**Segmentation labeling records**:

-- Start --

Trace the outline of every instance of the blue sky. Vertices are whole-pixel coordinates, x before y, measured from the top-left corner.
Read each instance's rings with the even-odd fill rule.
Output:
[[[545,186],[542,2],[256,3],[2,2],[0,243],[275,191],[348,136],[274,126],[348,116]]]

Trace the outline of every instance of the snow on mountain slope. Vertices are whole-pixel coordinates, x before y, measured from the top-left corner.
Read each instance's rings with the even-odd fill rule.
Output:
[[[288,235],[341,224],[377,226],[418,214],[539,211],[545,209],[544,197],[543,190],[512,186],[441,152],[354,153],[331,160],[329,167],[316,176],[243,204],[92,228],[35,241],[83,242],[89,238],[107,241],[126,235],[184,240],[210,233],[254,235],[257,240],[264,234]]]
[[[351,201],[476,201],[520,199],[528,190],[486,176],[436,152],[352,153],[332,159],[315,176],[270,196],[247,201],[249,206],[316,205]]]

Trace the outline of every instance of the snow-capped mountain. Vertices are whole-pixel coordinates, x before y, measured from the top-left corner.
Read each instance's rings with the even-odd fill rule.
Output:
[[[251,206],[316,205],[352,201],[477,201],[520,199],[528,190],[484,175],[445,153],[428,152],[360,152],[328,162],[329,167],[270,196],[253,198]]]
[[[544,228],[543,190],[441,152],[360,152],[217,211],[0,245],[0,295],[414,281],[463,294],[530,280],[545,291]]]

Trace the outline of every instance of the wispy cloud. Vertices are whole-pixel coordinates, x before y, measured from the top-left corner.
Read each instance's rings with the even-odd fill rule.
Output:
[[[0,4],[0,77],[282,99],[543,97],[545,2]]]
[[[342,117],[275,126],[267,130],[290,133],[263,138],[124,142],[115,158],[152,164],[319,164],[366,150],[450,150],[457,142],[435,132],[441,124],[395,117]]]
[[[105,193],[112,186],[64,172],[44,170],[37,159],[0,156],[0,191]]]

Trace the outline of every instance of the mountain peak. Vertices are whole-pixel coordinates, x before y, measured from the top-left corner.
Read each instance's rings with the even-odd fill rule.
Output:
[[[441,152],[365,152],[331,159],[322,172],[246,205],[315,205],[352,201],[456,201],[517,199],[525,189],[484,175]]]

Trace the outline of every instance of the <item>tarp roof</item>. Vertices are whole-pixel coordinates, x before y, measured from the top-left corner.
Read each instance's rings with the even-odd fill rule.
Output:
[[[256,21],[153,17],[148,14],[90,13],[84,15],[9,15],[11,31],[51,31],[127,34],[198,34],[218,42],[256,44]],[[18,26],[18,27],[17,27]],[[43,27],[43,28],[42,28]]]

-- End --

**SET PROBLEM**:
Rewrite all of the records above, changing "whole-pixel coordinates" to "integer pixel coordinates" wherever it occurs and leaving everything else unchanged.

**OUTPUT OF THE EXERCISE**:
Trace the outline of every instance of the blue sky. Vertices are integer pixel coordinates, x before y, measured from the top-left corner.
Read each instance's rings with the even-odd fill rule.
Output:
[[[545,186],[542,2],[256,3],[2,2],[0,243],[275,191],[348,136],[274,126],[348,116]]]

Trace the outline of every instance of the snow on mountain slope. Vertices are integer pixel coordinates, x before y, measured from the top-left corner.
Read each instance's rings with the even-odd fill rule.
Output:
[[[288,235],[341,224],[377,226],[418,214],[539,211],[545,209],[544,197],[543,190],[512,186],[441,152],[354,153],[331,160],[329,167],[316,176],[243,204],[92,228],[35,241],[83,242],[89,238],[107,241],[126,235],[184,240],[210,233],[254,235],[257,240],[264,234]]]
[[[351,201],[476,201],[520,199],[528,190],[486,176],[436,152],[352,153],[332,159],[315,176],[270,196],[247,201],[249,206],[316,205]]]

Trace the outline of every instance of the snow-capped mountain. Vertices are integer pixel coordinates, x before y, measured from the top-left corner.
Read each instance's rings with the even-odd fill rule.
Output:
[[[251,206],[316,205],[352,201],[477,201],[520,199],[528,190],[484,175],[445,153],[428,152],[360,152],[328,162],[329,167],[270,196],[253,198]]]
[[[544,228],[543,190],[441,152],[360,152],[217,211],[0,245],[0,295],[414,281],[463,294],[530,280],[545,291]]]

Trace the outline of every instance of the wispy cloud. Vertices are integer pixel coordinates, x before y, measured from the top-left corner.
Read each instance's rings with the even-odd fill rule.
Output:
[[[0,4],[0,77],[282,99],[543,97],[545,2]]]
[[[342,117],[275,126],[267,130],[290,133],[263,138],[124,142],[115,158],[152,164],[319,164],[366,150],[450,150],[457,142],[435,132],[441,124],[395,117]]]
[[[105,193],[112,186],[64,172],[44,170],[37,159],[0,156],[0,191]]]

Trace the outline of every instance of the mountain peak. Vertices are integer pixel coordinates, x before y, measured from the top-left corner.
Read each instance's rings with the even-odd fill rule.
Output:
[[[441,152],[365,152],[331,159],[322,172],[246,205],[315,205],[352,201],[456,201],[517,199],[525,189],[484,175]]]

Trace the outline of every instance of the <item>tarp roof</item>. Vertices are integer pixel coordinates, x before y, measured from the top-left corner.
Read each instance's rings with the even-odd fill rule.
Output:
[[[256,21],[153,17],[148,14],[90,13],[84,15],[9,15],[11,31],[51,31],[127,34],[198,34],[218,42],[256,44]],[[18,26],[18,27],[17,27]],[[43,27],[43,28],[42,28]]]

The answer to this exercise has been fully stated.